Problem to solve:
Reproduce all of the records below, substituting "Object" for every occurrence of "Target" and keeping everything else unchanged.

Exercise materials:
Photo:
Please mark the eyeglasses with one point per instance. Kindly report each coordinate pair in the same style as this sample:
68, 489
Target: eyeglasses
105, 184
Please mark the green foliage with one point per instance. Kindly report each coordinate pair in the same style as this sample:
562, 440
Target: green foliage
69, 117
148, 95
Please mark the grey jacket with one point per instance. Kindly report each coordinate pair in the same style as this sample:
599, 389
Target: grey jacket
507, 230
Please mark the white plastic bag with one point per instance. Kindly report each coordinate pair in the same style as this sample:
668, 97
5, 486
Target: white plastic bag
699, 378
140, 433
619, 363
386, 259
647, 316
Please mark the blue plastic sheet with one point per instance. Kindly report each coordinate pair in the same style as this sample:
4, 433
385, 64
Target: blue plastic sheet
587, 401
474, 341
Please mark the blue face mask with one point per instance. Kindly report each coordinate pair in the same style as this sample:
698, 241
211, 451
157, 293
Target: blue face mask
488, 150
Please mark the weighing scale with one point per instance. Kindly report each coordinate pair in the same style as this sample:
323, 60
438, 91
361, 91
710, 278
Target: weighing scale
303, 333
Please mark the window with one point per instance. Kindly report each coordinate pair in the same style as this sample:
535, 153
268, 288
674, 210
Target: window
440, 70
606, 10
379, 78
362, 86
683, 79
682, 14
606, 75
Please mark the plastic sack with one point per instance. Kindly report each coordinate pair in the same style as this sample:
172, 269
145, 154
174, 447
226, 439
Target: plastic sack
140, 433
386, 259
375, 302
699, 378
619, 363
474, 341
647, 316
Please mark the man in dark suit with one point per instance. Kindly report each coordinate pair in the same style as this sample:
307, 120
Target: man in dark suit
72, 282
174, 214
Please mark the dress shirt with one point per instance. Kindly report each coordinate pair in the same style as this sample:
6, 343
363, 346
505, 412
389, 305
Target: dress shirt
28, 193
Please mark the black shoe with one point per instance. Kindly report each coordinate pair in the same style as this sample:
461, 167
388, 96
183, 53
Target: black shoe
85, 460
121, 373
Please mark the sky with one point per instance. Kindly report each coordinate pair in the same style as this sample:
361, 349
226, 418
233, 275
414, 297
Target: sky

Solution to this exercise:
Photo:
Please mark the eyeglasses with one point per instance. Kindly report each coordinate pair in the same style as this sample:
68, 489
Object: eyeglasses
105, 184
Please mark the green foliage with one point per instance. Kindly report each coordinate pair in the same style as this sample:
562, 440
Object: green foliage
69, 117
148, 95
Please mark the grey jacket with one point per instance. Kindly report each coordinate pair in the same style as this sample:
599, 389
Object: grey jacket
507, 230
Please mark the white plastic bag with one point per instance. Kindly report each coordinate pair in the same style as this sample:
668, 97
5, 486
Object: white plastic bag
699, 378
140, 433
619, 363
386, 259
647, 316
Please mark the blue plastic sheet with one point per instance. Kindly report each coordinate pair in the same style as this sample:
4, 433
385, 64
Object: blue plastic sheet
587, 401
474, 341
Please mark the blue face mask with one point per instance. Kindly report each coordinate pair in the same style as this sample:
698, 241
211, 451
157, 293
Object: blue face mask
488, 150
Please mark the weighing scale with one point per instance. Kindly report each coordinate pair in the same style as this sample:
323, 60
438, 91
361, 91
710, 278
Object: weighing scale
303, 333
Please mark the window with one point per instance. Kindly report each coordinate pair in the same style as this sample:
535, 153
268, 288
674, 210
Object: window
440, 70
606, 10
379, 78
362, 86
683, 79
682, 14
606, 75
Please mark the plastic sack with one point per instance. Kindly report each coordinate pair in the same style as this sample:
172, 269
145, 154
174, 447
226, 439
Object: plastic sack
140, 433
386, 259
375, 302
699, 378
619, 363
474, 341
647, 316
Please mark the man in dark suit with one point per instance. Kindly report each coordinate pair in the same style as this sample:
307, 120
Object: man in dark suit
72, 282
174, 214
Please mark the dress shirt with one point per instance. Kindly report each coordinate pair in the same style as this sample:
6, 343
363, 346
505, 412
389, 305
Object: dress shirt
28, 193
Please mark the black shoe with one point per instance. Kindly report each coordinate pair in the same style as this sample:
461, 167
388, 96
183, 53
Object: black shoe
85, 460
121, 373
Please mark the sky with one point per instance. Kindly report each coordinate pair in the same style as this sample:
361, 349
226, 418
233, 275
414, 297
Object: sky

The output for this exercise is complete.